Can you render every entry below as a two-column CSV with the headers "prompt" and "mask", giving one row per entry with its text in the first column and its answer in the second, each in a single quoted field with line breaks replaced by spaces?
===============
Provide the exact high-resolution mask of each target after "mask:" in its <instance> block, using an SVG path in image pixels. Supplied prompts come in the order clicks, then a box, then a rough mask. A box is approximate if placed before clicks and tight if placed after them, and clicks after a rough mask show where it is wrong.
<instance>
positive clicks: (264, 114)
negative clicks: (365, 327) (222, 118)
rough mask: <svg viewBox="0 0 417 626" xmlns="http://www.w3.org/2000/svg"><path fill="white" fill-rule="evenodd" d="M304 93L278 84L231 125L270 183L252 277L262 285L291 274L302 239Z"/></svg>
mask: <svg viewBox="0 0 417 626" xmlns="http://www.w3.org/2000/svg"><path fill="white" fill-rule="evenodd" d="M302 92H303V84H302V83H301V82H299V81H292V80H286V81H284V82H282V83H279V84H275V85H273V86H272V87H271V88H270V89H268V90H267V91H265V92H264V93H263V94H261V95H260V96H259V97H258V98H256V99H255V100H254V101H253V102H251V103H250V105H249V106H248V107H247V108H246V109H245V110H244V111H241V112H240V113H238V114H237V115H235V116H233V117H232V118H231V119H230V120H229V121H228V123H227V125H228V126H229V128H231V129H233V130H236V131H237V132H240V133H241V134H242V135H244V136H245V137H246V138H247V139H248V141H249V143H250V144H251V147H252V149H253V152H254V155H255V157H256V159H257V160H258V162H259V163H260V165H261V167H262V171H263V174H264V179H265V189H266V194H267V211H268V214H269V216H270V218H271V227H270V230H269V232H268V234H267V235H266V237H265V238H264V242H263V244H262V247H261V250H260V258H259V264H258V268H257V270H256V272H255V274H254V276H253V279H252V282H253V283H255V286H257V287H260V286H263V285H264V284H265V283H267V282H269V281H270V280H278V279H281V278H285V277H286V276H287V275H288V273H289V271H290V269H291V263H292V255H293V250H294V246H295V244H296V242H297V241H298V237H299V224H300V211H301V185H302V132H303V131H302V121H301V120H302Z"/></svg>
===============
EXERCISE RESULT:
prompt,mask
"Provide the exact high-resolution mask of each target after ""mask:"" in its <instance> block, using an SVG path in image pixels. Supplied prompts come in the order clicks, then a box, then a rough mask. A box is approximate if placed before clicks and tight if placed after them, and clicks after a rough mask show where it is wrong. <instance> positive clicks: (264, 114) negative clicks: (365, 327) (222, 118) rough mask: <svg viewBox=""0 0 417 626"" xmlns=""http://www.w3.org/2000/svg""><path fill=""white"" fill-rule=""evenodd"" d=""M304 93L278 84L231 125L270 183L252 277L262 285L291 274L302 239Z""/></svg>","mask: <svg viewBox=""0 0 417 626"" xmlns=""http://www.w3.org/2000/svg""><path fill=""white"" fill-rule=""evenodd"" d=""M302 92H303V84H302V83H301V82H299V81H292V80H286V81H284V82H282V83H279V84H275V85H273V86H272V87H271V88H270V89H268V90H267V91H265V92H264V93H263V94H261V95H260V96H259V97H258V98H256V99H255V100H254V101H253V102H251V103H250V105H249V106H248V107H247V108H246V109H245V110H244V111H241V112H240V113H238V114H237V115H235V116H233V117H232V118H231V119H230V120H229V121H228V123H227V125H228V126H229V128H231V129H233V130H236V131H237V132H240V133H241V134H242V135H244V136H245V137H246V138H247V139H248V141H249V143H250V144H251V147H252V149H253V152H254V155H255V157H256V159H257V160H258V162H259V163H260V165H261V167H262V171H263V174H264V179H265V189H266V194H267V211H268V214H269V216H270V218H271V227H270V230H269V232H268V234H267V235H266V237H265V238H264V242H263V244H262V247H261V250H260V258H259V264H258V268H257V270H256V272H255V274H254V276H253V279H252V282H253V283H255V286H257V287H260V286H263V285H264V284H265V283H267V282H269V281H270V280H278V279H281V278H285V277H286V276H287V275H288V273H289V271H290V269H291V263H292V255H293V250H294V246H295V244H296V242H297V241H298V237H299V224H300V211H301V185H302V132H303V131H302V121H301V120H302Z""/></svg>"